Required task – Each line of the material below should be reproduced exactly.
========================================================================
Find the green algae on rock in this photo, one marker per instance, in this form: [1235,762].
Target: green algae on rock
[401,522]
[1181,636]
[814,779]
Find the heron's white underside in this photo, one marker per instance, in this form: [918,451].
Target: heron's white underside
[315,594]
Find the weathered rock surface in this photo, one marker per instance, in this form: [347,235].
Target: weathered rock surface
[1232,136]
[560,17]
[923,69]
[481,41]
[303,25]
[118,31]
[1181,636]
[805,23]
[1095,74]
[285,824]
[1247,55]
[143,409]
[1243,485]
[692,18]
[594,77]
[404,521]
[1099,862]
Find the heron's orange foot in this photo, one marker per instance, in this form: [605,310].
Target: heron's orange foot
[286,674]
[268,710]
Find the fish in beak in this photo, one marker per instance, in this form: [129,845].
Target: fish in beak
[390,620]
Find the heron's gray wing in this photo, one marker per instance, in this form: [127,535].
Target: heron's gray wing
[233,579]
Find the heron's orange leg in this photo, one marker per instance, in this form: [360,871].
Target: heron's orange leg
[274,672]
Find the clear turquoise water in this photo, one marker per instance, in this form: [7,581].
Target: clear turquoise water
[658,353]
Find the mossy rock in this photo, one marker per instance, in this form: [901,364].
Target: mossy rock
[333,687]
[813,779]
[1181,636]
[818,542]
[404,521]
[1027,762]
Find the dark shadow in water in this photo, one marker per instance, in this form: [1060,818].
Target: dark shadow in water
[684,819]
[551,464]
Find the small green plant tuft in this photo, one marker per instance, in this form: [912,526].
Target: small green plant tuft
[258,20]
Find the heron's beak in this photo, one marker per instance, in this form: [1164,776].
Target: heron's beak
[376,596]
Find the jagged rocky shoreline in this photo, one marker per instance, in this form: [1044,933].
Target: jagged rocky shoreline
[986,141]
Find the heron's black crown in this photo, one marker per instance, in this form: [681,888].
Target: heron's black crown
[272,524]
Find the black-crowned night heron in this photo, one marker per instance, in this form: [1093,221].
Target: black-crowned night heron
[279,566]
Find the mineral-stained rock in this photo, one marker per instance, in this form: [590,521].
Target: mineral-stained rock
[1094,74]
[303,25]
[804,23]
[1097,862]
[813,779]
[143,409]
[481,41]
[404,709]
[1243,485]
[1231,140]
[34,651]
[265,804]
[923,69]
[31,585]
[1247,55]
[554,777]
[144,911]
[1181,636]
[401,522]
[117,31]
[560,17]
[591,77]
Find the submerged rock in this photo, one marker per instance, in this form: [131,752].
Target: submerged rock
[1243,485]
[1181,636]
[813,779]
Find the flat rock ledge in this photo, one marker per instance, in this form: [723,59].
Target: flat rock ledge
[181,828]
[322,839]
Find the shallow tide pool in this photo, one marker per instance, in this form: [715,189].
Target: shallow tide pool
========================================================================
Correct result –
Find the green algae on rock in this photo, one marker per instance, in this form: [1235,762].
Target: green algae on rock
[401,522]
[1181,636]
[814,779]
Find the heron's white underside in this photo, one marker per instance, in this form: [918,451].
Target: heron's white underside
[315,594]
Find the weathered rock surface in this photo, one marker per instance, in this form: [347,235].
Target: weathered rock surface
[1232,136]
[560,17]
[923,69]
[481,41]
[303,25]
[118,31]
[1181,636]
[805,23]
[1095,74]
[285,824]
[1247,55]
[143,409]
[1243,485]
[692,18]
[594,77]
[404,521]
[1099,862]
Find the heron's orange foot in this photo, one marker per instance, in this form: [605,310].
Target: heron's orange foot
[286,674]
[268,710]
Find the fish in beak in this photo, one marker per instance, in this form: [129,845].
Target: fish in beak
[390,620]
Find the heron's gray wing in this photo, one marker per instance, in this form: [127,535].
Target: heron's gray wing
[233,579]
Find the heron's orange leg in this photo, one marker per instance, in this form: [360,871].
Target: heron's orange leg
[274,672]
Find the clear turquoise water in this photo, one marker per instance, in this form: [7,581].
Target: clear turquoise water
[658,353]
Find the mossy rock in this photo, one marker per instance, in this form: [901,364].
Target: mossy rock
[333,687]
[813,779]
[1181,636]
[818,542]
[404,521]
[1027,762]
Find the dark shadow in water in this photo, one marker per instance, in this form: [1060,818].
Target: dark shadow in water
[684,819]
[551,464]
Find the small green plant tuft in this photo, one marker per instance, in this form: [912,526].
Target: small green plant tuft
[258,20]
Find the heron's beak in this photo, one marker per instance, in this form: [1164,776].
Target: heron's beak
[376,596]
Find the jagged rocky shoreline in this photo, one marker per instance, in this form: [1044,933].
Target: jagged rocky shoreline
[986,141]
Find the heron's black crown in this photo, one marker per instance, in this form: [681,888].
Target: heron's black crown
[272,524]
Find the black-crowned night heron in this photo, one marker per instance, in this form: [1093,221].
Target: black-crowned night heron
[279,566]
Find the mineral-stained rock in this photo, one marker per instance, in this form: [590,521].
Target: mineral-stained rock
[1094,74]
[303,25]
[804,23]
[1097,862]
[813,779]
[143,409]
[481,41]
[404,709]
[1243,485]
[1231,140]
[34,651]
[265,804]
[923,69]
[31,585]
[1247,55]
[554,777]
[144,911]
[1181,636]
[401,522]
[117,31]
[560,17]
[591,77]
Find the submerged rock in this photo, one marker per instance, in this form: [131,752].
Target: submerged rock
[1243,485]
[1181,636]
[813,779]
Find the flat rock ledge in this photo, one marker per instance, in this form: [723,59].
Target: flat rock ledge
[181,828]
[322,839]
Find the shallow tide pool in this photo, one marker per instance, in this form: [715,189].
Target: shallow tide pool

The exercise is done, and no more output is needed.